#### Your instructions:
Collect each line of the records below that contains the string "wheel". Treat uppercase and lowercase letters as different.

#### Rows:
════════════════════

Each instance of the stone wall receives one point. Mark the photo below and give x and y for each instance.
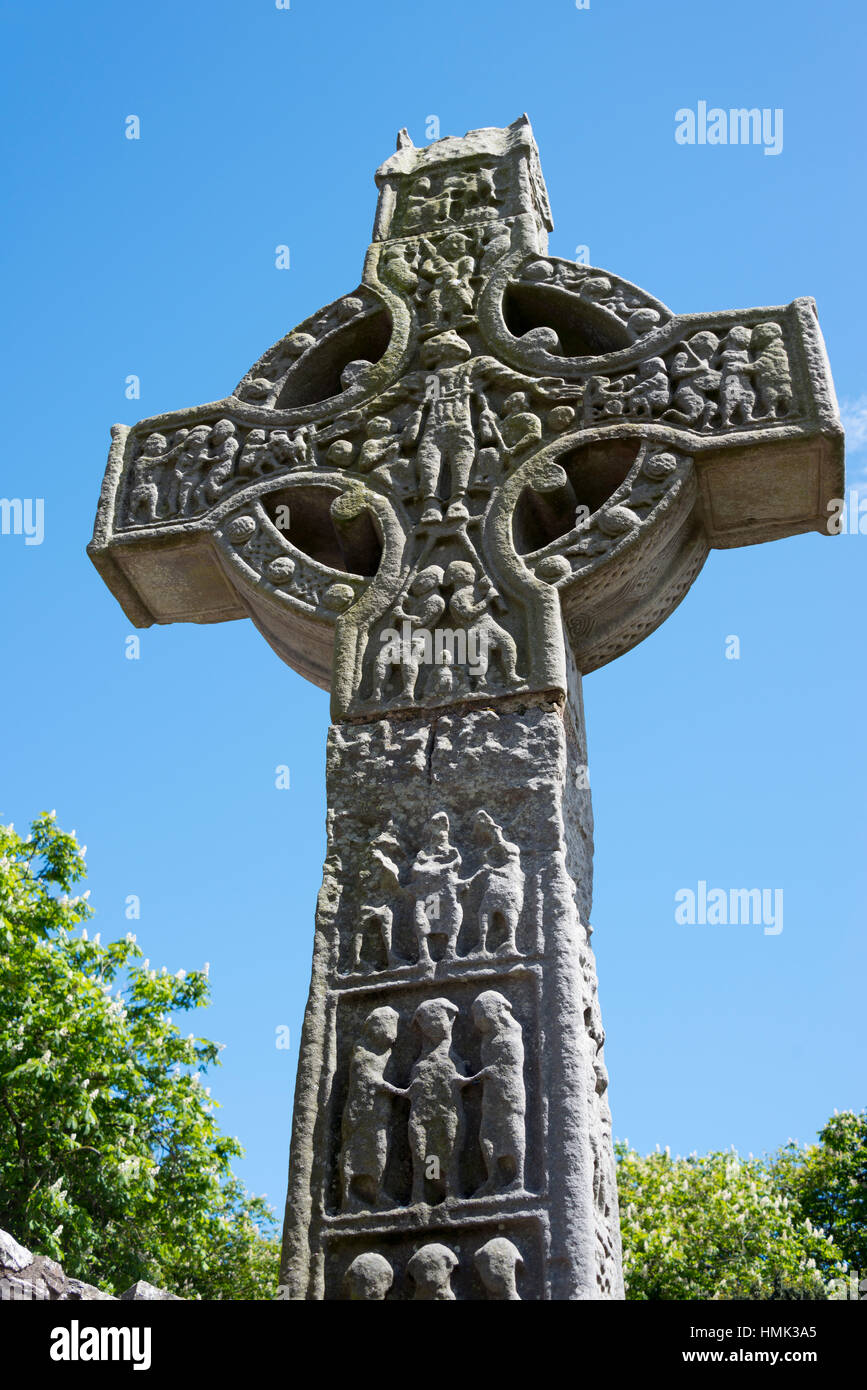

════════════════════

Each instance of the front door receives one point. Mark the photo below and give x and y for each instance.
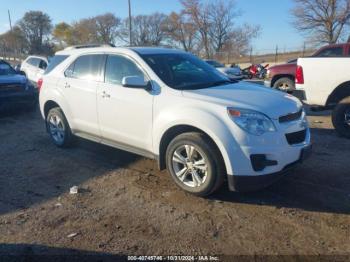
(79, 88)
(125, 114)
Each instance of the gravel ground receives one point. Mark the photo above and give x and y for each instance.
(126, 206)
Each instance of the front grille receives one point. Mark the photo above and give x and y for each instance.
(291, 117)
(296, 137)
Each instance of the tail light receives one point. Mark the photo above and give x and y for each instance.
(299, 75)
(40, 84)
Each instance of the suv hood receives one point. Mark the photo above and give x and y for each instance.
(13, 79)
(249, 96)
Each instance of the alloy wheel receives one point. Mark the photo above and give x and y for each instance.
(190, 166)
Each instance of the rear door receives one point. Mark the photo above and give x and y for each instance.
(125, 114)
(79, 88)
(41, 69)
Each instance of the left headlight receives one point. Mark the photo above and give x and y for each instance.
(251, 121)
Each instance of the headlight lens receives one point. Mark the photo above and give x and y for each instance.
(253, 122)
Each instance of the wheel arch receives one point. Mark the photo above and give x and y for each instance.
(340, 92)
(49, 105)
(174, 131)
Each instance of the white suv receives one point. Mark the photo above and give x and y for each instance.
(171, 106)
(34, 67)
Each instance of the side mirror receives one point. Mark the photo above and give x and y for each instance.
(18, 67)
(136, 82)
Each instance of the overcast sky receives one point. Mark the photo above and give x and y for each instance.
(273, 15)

════════════════════

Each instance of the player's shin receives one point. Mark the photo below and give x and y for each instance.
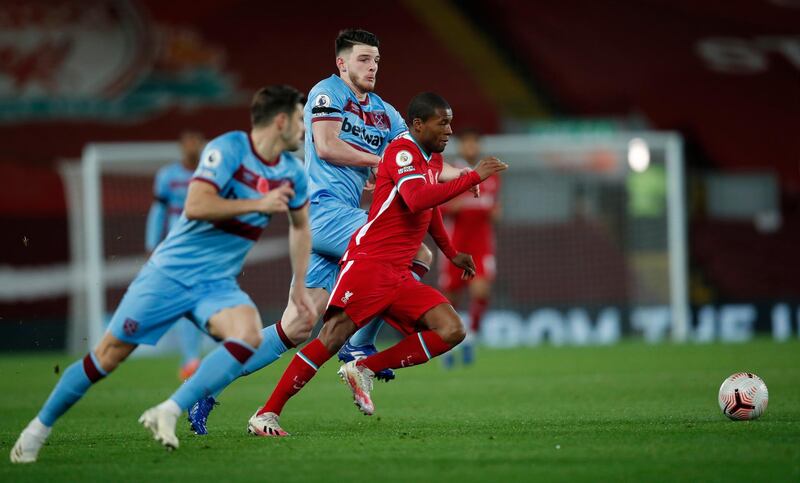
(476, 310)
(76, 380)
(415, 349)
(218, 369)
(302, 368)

════════════════════

#### Response below:
Each instance of the alloy wheel receives one point. Mark the photo above and give x and y for each instance.
Each instance of the wheel arch receives one point. Mark the photo above and give x and y for each instance.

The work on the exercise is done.